*** Passage given ***
For a different—and differently striking—example of undertelling the characters' mental states, consider Henry James's The Awkward Age. Written in the aftermath of James's disappointing venture into playwriting, The Awkward Age experiments with fusing the theatrical and the novelistic modes of mind-reading. Theatrical performance, after all, engages our Theory of Mind in ways markedly different from those practiced by the novel, for it offers no "going behind," in James's parlance, that is, no voiceover explaining the protagonists' states of mind (though in some plays the function of such a voiceover is assumed, to a limited degree, by a Chorus or a narrator figure). Instead, we have to construct those mental states from the observable actions and from what the protagonists choose to report to us (e.g., "Irina: I don't know why I feel so lighthearted today"3; "Nina: I am happy!"4; "Treplev: I wish you knew how miserable I am!"5). Moreover, in the case of the live performance—as opposed, that is, to simply reading the text of the play—this exercise of our mind-reading capacity is crucially mediated by the physical presence of actors and thus the wealth of embodied information (or misinformation) about their characters' hidden thoughts and feelings.
***
**Given problem A**. Reproduce the passage on The Awkward Age in full, word for word.
*** Input ***
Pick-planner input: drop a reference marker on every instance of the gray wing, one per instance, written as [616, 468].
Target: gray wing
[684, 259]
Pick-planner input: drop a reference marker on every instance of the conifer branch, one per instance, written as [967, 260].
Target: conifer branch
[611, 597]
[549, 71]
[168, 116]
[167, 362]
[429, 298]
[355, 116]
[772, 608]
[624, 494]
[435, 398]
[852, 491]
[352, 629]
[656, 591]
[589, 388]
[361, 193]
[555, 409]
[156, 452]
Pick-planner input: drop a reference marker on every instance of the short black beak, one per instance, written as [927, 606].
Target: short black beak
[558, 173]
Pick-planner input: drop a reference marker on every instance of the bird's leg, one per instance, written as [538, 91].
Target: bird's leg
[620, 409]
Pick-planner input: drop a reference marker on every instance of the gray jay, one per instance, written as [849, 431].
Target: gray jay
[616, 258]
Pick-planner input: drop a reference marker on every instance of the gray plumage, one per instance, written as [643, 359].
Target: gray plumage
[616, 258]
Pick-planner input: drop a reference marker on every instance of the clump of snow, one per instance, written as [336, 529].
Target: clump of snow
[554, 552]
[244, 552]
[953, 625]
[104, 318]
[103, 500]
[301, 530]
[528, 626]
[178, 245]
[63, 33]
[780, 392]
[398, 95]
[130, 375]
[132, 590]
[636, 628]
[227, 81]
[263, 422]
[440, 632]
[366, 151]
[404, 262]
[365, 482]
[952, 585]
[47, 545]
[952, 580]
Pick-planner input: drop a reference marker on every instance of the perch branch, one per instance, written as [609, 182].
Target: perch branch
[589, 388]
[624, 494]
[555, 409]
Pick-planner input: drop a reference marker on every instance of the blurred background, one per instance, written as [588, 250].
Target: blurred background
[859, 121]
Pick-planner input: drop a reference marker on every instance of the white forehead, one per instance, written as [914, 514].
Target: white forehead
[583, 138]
***
**Given problem B**. Collect each row that contains the string "Target".

**Written answer A**.
For a different—and differently striking—example of undertelling the characters' mental states, consider Henry James's The Awkward Age. Written in the aftermath of James's disappointing venture into playwriting, The Awkward Age experiments with fusing the theatrical and the novelistic modes of mind-reading. Theatrical performance, after all, engages our Theory of Mind in ways markedly different from those practiced by the novel, for it offers no "going behind," in James's parlance, that is, no voiceover explaining the protagonists' states of mind (though in some plays the function of such a voiceover is assumed, to a limited degree, by a Chorus or a narrator figure). Instead, we have to construct those mental states from the observable actions and from what the protagonists choose to report to us (e.g., "Irina: I don't know why I feel so lighthearted today"3; "Nina: I am happy!"4; "Treplev: I wish you knew how miserable I am!"5). Moreover, in the case of the live performance—as opposed, that is, to simply reading the text of the play—this exercise of our mind-reading capacity is crucially mediated by the physical presence of actors and thus the wealth of embodied information (or misinformation) about their characters' hidden thoughts and feelings.

**Written answer B**.
Target: gray wing
Target: conifer branch
Target: short black beak
Target: bird's leg
Target: gray jay
Target: gray plumage
Target: clump of snow
Target: perch branch
Target: blurred background
Target: white forehead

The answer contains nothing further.